Records to use =

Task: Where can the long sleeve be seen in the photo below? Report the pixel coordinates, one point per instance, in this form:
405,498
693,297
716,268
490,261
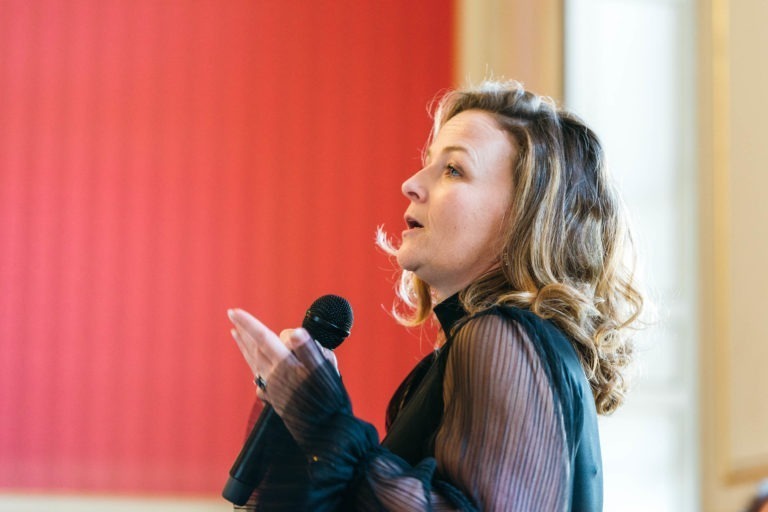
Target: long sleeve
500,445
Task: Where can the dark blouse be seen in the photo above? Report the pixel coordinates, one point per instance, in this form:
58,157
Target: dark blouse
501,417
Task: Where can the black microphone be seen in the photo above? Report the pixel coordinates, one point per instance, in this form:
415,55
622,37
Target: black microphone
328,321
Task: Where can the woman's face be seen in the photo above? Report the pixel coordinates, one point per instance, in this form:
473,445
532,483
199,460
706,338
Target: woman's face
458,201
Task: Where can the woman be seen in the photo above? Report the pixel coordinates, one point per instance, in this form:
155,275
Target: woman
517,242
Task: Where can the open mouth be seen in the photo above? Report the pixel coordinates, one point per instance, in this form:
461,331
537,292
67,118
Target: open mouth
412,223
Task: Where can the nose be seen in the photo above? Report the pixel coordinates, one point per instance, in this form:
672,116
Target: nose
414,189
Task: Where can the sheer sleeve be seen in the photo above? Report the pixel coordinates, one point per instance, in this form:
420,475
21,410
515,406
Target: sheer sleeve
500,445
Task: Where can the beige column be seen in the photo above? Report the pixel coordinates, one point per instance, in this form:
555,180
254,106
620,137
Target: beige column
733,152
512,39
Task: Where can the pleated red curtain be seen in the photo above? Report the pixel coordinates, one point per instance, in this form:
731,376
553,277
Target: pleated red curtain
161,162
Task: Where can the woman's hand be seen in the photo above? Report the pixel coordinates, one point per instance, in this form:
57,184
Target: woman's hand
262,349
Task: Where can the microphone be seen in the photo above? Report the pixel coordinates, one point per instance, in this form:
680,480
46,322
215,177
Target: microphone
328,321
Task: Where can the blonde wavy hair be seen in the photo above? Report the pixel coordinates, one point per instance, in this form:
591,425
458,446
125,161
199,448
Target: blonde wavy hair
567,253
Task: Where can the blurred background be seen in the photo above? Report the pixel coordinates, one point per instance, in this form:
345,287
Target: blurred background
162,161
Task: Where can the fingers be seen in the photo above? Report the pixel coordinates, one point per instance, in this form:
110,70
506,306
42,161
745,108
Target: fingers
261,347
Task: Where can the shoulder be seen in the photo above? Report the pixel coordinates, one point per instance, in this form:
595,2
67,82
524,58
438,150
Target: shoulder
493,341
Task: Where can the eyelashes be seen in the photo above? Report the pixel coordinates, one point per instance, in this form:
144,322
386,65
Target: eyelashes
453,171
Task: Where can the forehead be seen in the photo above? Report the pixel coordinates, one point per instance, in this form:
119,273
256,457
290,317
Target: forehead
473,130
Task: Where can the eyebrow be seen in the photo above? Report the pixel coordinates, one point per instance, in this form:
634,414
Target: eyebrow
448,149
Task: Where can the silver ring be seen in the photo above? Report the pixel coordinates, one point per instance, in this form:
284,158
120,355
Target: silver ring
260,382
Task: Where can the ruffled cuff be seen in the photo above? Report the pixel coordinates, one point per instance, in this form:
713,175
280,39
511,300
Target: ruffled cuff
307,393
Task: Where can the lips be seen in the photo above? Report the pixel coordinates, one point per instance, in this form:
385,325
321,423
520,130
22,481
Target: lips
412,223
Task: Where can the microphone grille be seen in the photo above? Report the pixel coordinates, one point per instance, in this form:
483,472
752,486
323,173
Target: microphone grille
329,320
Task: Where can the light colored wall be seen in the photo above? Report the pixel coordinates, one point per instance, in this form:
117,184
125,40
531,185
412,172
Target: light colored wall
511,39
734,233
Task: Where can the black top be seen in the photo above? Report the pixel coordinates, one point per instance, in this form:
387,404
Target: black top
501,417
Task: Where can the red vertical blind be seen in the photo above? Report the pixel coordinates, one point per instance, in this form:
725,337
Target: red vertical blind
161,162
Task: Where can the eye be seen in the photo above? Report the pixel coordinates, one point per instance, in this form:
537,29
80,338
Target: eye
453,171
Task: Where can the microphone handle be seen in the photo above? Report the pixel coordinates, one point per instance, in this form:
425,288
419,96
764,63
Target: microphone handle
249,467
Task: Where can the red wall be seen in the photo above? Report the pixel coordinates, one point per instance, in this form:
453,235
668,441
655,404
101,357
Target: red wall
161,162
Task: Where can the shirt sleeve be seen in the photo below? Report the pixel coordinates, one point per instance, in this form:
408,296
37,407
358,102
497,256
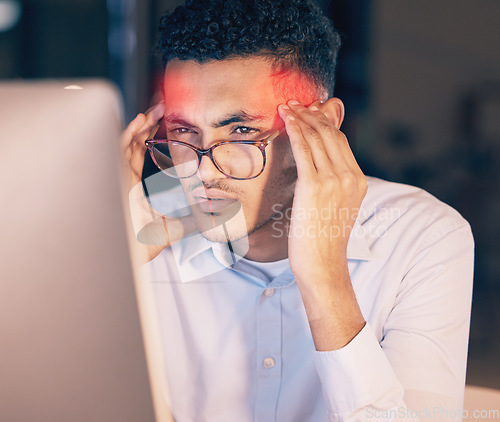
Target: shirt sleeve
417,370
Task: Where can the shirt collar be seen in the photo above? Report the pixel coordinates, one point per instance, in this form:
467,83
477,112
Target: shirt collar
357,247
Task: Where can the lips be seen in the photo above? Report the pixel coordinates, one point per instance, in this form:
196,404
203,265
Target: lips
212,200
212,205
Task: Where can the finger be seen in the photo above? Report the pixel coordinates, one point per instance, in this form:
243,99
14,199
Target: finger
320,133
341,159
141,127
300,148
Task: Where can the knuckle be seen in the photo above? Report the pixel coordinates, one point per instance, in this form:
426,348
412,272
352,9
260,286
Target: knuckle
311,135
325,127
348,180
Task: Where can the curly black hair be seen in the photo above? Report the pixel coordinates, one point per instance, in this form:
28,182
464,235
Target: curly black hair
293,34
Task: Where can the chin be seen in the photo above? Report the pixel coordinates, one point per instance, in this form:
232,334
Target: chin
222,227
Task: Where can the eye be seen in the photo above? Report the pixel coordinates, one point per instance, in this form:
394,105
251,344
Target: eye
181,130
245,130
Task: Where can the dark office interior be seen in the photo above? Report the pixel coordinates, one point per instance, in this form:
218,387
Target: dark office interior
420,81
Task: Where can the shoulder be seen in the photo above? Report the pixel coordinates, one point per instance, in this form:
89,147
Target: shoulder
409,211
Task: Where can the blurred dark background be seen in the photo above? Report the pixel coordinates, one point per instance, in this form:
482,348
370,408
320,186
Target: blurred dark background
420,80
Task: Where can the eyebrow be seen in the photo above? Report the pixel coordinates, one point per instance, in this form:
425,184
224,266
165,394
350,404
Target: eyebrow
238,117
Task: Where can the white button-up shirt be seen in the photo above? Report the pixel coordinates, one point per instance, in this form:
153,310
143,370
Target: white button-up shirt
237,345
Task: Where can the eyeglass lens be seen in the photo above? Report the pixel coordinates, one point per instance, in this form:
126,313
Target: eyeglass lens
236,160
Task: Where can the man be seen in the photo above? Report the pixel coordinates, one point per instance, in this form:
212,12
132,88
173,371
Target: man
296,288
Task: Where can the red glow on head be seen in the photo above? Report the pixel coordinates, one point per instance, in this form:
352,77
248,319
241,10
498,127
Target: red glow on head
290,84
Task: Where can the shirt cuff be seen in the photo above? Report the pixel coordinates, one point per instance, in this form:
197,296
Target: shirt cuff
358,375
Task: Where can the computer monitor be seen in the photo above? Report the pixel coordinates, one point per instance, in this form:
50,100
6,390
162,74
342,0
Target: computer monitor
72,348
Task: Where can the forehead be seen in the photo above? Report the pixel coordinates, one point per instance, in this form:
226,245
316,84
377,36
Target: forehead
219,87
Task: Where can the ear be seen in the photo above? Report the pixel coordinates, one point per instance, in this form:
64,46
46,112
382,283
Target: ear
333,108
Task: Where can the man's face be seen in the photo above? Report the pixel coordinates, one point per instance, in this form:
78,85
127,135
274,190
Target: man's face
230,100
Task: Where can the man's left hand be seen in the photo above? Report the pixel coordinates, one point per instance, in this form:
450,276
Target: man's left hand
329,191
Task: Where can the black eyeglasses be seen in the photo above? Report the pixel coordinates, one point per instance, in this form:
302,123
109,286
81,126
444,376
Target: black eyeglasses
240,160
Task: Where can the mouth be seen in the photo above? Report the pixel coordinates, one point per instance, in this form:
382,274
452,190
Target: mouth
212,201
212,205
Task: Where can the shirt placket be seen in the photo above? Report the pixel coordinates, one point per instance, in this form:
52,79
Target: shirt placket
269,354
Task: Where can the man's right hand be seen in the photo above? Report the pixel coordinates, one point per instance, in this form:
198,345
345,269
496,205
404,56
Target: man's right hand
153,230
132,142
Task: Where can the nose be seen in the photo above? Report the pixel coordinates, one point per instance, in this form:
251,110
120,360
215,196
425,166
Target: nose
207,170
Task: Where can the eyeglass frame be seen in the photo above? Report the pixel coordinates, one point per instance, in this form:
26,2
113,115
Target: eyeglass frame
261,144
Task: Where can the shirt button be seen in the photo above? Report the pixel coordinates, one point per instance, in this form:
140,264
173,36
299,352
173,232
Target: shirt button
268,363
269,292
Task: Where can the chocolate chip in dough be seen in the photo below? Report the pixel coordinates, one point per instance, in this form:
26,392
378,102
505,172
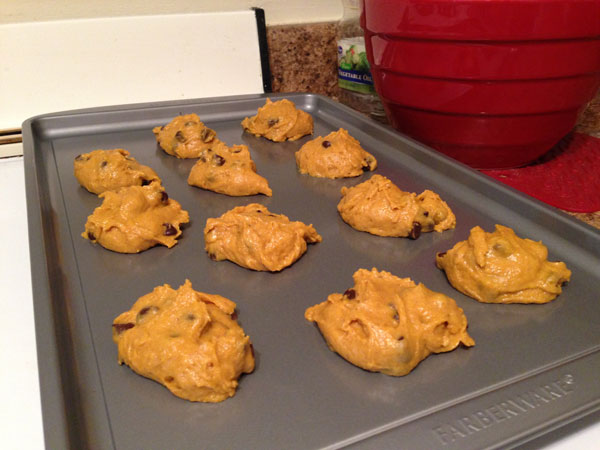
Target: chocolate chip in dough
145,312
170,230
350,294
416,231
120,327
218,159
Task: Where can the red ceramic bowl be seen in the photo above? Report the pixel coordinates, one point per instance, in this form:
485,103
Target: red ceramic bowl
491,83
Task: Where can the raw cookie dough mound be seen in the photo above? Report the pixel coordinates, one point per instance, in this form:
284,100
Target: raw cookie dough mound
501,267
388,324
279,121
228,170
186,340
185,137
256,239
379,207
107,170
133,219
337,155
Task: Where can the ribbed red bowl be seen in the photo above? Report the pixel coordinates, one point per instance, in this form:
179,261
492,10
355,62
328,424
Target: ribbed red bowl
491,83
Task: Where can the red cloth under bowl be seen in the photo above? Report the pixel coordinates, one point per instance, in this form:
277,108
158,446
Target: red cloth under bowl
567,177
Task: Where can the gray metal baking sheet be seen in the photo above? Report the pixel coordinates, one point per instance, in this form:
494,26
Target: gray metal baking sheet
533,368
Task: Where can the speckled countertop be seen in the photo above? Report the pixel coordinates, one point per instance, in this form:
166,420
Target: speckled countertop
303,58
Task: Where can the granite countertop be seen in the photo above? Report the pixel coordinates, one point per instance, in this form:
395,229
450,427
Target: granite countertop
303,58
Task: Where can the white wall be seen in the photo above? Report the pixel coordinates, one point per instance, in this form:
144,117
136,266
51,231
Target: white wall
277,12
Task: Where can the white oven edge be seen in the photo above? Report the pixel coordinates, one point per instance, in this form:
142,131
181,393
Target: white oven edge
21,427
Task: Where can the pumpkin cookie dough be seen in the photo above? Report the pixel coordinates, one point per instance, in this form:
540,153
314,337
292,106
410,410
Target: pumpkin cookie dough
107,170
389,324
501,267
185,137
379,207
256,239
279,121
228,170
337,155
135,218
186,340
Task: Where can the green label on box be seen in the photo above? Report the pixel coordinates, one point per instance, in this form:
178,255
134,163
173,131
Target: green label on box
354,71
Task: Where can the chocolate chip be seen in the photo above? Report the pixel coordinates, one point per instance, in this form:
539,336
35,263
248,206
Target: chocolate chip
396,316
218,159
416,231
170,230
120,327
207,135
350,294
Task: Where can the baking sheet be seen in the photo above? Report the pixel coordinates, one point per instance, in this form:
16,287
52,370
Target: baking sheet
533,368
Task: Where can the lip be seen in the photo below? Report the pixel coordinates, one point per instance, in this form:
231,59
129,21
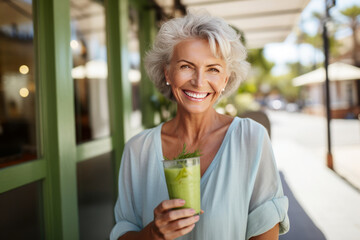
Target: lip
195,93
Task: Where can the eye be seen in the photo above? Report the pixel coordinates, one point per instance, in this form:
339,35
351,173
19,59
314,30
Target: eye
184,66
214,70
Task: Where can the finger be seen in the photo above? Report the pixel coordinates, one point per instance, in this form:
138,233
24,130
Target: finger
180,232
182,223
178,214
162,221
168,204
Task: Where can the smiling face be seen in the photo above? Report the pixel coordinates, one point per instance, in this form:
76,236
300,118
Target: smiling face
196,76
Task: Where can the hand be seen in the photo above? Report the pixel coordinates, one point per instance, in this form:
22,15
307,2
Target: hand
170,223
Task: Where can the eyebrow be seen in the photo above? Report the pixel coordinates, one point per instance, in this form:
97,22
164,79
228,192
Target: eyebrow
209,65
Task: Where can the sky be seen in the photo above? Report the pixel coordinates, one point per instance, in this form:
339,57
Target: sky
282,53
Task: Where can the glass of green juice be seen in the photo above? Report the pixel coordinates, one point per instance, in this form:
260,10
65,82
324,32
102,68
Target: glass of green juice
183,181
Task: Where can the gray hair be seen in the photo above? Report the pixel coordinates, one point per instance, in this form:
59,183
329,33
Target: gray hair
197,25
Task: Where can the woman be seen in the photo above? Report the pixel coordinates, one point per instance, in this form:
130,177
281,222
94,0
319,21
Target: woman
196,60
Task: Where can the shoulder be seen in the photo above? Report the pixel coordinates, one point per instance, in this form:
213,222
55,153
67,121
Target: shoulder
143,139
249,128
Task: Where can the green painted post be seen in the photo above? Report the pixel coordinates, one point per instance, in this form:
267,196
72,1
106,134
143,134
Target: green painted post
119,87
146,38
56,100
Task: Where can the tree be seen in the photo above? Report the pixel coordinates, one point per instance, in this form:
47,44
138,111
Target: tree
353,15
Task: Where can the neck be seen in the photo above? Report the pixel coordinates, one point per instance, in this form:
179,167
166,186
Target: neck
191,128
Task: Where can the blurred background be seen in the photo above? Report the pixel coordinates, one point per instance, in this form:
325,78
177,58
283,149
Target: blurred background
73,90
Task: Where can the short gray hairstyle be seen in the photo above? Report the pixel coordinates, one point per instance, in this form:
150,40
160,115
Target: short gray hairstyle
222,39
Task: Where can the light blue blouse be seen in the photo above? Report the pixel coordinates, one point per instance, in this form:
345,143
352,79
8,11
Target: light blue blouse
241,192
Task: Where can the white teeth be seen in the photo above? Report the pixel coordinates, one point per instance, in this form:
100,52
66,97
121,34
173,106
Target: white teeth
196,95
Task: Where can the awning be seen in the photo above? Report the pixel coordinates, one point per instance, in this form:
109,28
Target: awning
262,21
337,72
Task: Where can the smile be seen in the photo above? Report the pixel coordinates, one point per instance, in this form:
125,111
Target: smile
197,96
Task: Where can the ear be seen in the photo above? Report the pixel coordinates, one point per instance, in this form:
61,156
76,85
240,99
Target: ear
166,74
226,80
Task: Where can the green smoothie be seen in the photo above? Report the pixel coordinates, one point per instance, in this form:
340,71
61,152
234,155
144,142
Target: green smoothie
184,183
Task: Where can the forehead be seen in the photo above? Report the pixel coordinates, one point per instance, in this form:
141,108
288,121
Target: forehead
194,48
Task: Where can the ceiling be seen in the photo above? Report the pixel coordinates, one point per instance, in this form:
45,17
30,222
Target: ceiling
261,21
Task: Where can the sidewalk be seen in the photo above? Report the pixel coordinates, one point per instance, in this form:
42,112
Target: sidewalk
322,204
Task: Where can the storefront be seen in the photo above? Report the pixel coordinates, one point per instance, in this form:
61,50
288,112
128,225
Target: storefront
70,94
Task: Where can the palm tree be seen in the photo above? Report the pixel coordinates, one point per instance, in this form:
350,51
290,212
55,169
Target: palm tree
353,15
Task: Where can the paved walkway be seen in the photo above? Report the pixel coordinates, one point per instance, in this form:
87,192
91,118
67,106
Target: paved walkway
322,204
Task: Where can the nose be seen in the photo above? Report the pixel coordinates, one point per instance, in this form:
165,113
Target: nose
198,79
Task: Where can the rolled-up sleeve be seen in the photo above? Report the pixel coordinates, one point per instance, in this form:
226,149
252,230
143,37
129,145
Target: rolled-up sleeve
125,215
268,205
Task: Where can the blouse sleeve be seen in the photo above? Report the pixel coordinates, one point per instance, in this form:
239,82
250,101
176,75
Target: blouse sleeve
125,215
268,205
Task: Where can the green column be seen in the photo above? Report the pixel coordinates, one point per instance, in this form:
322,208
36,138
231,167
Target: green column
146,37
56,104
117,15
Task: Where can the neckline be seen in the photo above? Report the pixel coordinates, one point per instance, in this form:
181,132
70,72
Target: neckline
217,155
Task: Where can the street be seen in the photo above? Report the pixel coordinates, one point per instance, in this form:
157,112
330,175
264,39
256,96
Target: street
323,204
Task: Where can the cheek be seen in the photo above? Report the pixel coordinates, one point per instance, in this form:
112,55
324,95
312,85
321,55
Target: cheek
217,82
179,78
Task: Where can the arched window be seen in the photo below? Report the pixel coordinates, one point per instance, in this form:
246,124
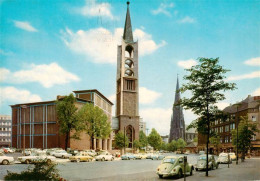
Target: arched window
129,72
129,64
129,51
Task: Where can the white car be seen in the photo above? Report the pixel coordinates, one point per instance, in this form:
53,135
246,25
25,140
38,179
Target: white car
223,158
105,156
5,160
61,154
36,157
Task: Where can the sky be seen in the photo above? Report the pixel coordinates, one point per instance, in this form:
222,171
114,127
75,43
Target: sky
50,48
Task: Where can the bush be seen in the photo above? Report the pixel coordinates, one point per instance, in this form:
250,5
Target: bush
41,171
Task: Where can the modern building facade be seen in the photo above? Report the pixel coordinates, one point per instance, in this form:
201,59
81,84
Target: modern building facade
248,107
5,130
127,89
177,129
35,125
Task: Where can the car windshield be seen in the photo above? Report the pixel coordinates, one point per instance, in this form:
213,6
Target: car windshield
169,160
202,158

Description of the task = Tally the lines of the data that contain the string "below" and report the total alone.

Response to the task = 5